- Instructions to follow -
The answer must consist solely of the line containing "If you could mark the blossoming" and every line after it in the records below, through the last, each reproduced exactly.

┌─ Task input

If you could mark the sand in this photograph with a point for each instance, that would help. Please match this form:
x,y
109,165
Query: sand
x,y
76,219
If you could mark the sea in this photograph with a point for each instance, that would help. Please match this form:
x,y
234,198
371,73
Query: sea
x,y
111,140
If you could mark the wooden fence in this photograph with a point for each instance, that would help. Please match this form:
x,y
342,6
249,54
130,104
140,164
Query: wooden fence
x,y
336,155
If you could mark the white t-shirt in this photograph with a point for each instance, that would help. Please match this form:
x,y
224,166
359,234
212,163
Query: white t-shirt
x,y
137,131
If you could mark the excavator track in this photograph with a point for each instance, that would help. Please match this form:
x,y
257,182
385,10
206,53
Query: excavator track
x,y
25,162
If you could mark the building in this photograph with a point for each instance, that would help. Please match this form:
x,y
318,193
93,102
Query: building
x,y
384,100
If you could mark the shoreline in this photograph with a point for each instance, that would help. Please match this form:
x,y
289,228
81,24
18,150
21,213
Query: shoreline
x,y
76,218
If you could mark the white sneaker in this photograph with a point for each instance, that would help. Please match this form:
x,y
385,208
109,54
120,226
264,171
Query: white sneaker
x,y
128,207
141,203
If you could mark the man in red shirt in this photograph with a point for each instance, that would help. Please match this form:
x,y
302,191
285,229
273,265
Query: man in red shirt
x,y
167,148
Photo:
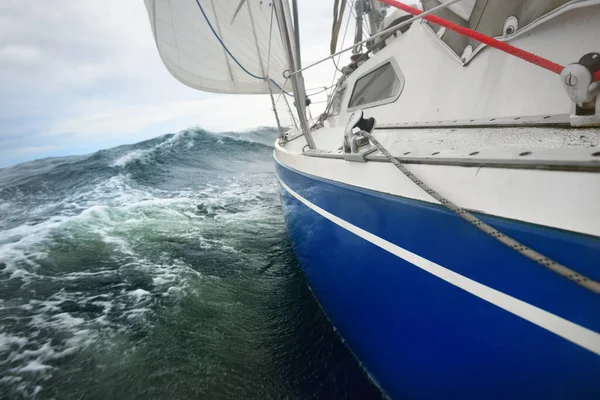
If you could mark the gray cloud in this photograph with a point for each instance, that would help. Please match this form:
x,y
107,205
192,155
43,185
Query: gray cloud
x,y
81,75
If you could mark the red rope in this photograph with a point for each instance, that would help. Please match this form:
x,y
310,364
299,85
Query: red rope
x,y
480,37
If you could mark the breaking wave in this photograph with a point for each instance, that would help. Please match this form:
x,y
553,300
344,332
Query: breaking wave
x,y
124,271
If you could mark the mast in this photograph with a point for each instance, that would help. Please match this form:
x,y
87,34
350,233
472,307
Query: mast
x,y
292,50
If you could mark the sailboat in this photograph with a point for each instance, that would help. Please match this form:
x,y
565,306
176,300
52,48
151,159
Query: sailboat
x,y
445,206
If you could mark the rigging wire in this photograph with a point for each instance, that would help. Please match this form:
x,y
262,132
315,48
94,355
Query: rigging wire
x,y
264,78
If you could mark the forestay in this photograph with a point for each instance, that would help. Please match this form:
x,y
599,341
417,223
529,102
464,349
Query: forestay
x,y
188,34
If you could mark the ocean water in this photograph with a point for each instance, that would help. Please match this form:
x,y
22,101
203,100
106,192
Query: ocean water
x,y
160,270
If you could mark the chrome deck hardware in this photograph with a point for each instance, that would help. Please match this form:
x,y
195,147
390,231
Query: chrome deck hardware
x,y
356,145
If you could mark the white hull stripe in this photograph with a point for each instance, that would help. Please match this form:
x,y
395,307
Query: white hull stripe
x,y
568,330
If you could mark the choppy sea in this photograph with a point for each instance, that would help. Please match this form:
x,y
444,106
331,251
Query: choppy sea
x,y
160,270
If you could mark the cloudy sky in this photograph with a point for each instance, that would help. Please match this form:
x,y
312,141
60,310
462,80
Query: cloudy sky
x,y
81,75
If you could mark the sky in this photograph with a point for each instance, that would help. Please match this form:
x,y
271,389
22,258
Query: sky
x,y
77,76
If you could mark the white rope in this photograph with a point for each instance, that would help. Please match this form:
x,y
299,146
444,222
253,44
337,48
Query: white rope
x,y
493,232
392,29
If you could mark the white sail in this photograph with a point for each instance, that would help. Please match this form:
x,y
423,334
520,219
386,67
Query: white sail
x,y
225,46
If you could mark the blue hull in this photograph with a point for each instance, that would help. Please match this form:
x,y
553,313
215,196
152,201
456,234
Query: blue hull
x,y
470,318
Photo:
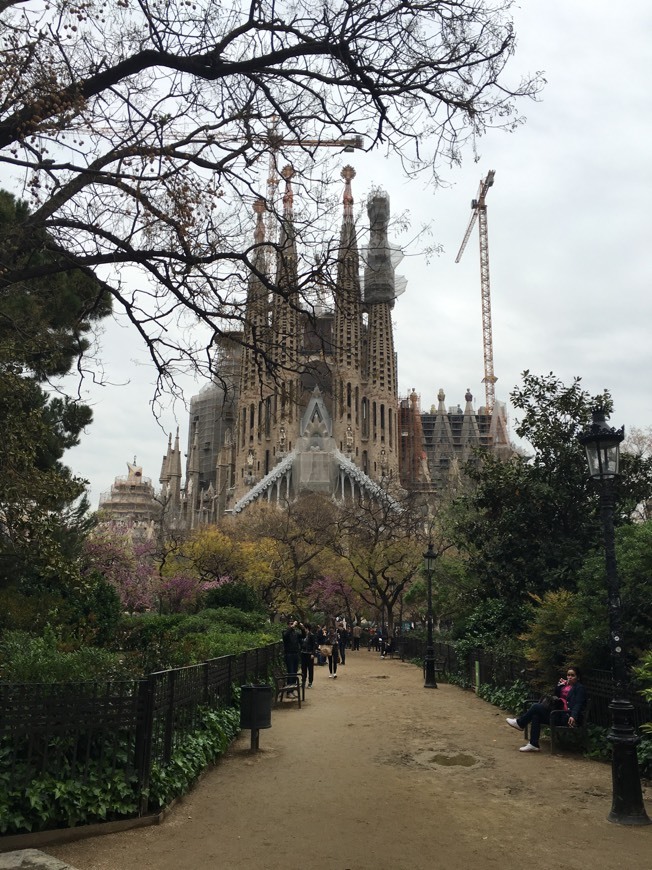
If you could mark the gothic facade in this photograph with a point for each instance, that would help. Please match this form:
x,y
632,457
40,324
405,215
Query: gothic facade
x,y
305,398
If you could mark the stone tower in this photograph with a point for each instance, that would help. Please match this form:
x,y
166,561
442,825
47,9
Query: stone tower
x,y
317,402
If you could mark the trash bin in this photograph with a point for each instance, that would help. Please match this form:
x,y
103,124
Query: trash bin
x,y
255,707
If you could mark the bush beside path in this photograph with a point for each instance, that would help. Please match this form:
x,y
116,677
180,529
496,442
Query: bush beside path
x,y
376,772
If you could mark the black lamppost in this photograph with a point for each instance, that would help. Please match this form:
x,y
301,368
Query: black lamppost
x,y
429,559
602,445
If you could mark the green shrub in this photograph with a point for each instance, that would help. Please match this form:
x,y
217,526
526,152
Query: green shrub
x,y
551,641
27,659
240,596
106,793
203,747
511,698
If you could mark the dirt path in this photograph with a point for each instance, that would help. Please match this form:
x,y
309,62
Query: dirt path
x,y
370,775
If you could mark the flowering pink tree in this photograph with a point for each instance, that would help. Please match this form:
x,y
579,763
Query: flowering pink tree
x,y
128,565
183,593
335,596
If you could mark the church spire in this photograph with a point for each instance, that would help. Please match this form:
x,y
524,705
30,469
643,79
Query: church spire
x,y
285,320
348,297
256,324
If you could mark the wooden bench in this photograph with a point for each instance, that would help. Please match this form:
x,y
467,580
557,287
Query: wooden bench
x,y
287,686
560,734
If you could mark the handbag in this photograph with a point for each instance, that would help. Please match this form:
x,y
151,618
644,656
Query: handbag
x,y
551,702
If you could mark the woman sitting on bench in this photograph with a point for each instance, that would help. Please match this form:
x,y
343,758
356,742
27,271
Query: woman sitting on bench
x,y
570,698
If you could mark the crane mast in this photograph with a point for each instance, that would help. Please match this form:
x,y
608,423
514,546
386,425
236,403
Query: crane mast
x,y
479,213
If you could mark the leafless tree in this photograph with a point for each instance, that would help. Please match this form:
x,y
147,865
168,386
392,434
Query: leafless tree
x,y
140,132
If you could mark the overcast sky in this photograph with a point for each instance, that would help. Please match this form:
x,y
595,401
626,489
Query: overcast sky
x,y
569,227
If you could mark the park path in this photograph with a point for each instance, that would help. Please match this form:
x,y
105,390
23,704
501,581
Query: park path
x,y
376,772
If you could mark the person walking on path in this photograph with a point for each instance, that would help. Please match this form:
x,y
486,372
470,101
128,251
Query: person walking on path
x,y
332,642
291,649
571,696
308,649
342,640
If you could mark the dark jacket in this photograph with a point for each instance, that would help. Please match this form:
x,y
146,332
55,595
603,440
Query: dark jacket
x,y
308,641
576,700
291,641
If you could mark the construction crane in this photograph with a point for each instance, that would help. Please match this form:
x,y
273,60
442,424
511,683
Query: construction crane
x,y
479,212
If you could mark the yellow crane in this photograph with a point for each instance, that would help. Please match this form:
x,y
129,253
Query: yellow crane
x,y
479,213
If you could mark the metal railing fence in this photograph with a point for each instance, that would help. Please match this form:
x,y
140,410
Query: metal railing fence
x,y
75,730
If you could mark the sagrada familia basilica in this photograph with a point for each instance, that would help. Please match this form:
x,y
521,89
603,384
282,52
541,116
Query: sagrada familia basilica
x,y
305,398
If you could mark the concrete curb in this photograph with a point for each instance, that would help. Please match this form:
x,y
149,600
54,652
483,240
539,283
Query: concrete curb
x,y
33,859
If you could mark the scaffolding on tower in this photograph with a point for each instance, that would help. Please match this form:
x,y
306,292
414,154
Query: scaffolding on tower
x,y
479,213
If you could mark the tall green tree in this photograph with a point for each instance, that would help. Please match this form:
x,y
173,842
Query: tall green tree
x,y
45,325
530,522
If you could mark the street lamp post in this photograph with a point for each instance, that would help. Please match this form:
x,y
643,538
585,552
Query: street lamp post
x,y
430,682
602,445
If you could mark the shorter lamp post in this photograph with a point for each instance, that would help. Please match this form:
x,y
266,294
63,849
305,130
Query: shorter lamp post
x,y
602,445
430,682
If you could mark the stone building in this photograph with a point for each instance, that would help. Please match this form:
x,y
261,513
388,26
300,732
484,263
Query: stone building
x,y
306,397
132,503
309,401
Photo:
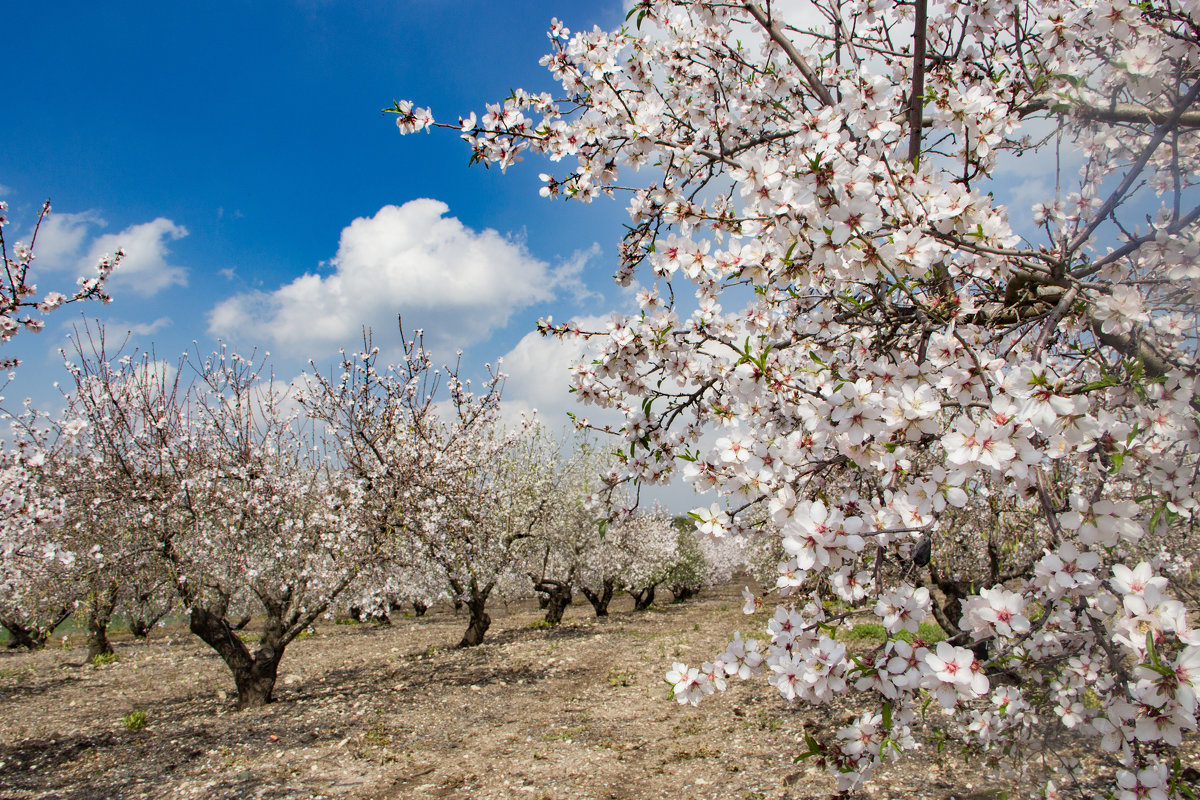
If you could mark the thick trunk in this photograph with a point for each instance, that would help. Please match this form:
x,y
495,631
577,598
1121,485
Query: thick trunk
x,y
256,683
949,612
100,613
558,597
600,601
24,637
683,594
479,619
33,637
97,638
253,674
642,597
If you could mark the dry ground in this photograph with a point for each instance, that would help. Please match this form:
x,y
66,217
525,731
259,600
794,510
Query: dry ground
x,y
375,711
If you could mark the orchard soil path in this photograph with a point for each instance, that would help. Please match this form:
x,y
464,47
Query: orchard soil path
x,y
372,711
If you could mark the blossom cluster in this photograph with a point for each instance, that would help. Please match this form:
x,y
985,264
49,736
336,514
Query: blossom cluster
x,y
933,402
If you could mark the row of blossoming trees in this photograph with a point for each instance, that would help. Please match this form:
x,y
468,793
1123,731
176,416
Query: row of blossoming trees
x,y
209,487
934,402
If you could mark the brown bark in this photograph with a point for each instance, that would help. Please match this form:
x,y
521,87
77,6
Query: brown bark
x,y
642,597
252,674
600,600
31,638
683,594
477,605
558,595
100,614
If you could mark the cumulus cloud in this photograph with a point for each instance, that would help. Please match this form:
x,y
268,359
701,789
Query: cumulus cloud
x,y
65,242
61,239
455,283
144,270
539,379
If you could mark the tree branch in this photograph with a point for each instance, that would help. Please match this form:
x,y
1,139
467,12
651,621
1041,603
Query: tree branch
x,y
780,38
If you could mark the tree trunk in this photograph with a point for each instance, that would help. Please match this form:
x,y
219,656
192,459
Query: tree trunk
x,y
97,638
479,619
100,614
24,637
253,674
949,613
31,638
683,594
642,597
600,601
256,683
558,597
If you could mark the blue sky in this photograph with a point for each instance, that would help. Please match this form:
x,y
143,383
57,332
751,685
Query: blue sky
x,y
238,152
231,146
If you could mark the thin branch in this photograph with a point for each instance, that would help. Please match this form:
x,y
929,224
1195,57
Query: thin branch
x,y
780,38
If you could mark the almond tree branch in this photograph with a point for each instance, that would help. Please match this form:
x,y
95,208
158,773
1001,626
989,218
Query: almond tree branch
x,y
780,38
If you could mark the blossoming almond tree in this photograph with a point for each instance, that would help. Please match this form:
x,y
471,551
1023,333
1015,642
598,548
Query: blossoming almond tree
x,y
18,294
232,494
441,487
897,338
28,505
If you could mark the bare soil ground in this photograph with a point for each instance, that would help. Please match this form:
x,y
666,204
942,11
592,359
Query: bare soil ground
x,y
395,711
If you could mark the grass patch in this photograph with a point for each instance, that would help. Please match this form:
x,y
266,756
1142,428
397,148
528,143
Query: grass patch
x,y
618,677
135,720
565,734
875,633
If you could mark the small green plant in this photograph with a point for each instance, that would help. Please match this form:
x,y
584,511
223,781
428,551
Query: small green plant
x,y
621,678
377,733
765,721
875,633
565,734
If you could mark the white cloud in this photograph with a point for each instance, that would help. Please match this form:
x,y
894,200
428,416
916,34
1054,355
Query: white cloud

└─

- Response to the exercise -
If you could mark the blossoming almond tree in this photograph with a point for each instance, that would help. Please match this form:
x,y
471,551
1023,333
1015,642
598,548
Query: blossoming almond tree
x,y
18,294
232,494
441,487
897,338
28,505
If you could mark the bare soil ground in this photograph with a point for each instance, that would help. Please match this form:
x,y
666,204
942,11
592,359
Query: bare soil ground
x,y
395,711
If you could mark the grass patch in this photograph with a point for each instance, that would help. Please match this form:
x,y
266,756
1142,428
397,148
528,143
Query: grass patch
x,y
618,677
135,720
565,734
875,633
If you could mark the small green plant in this photograph with a point for each instance, that would help. Please match this form:
x,y
584,511
223,781
428,551
Query: small green plant
x,y
621,678
377,733
765,721
875,633
565,734
If you could mark the white cloud in this photograph with a point for each instance, that would help. Please match this form:
x,y
894,200
428,416
916,34
1054,355
Query: white cloud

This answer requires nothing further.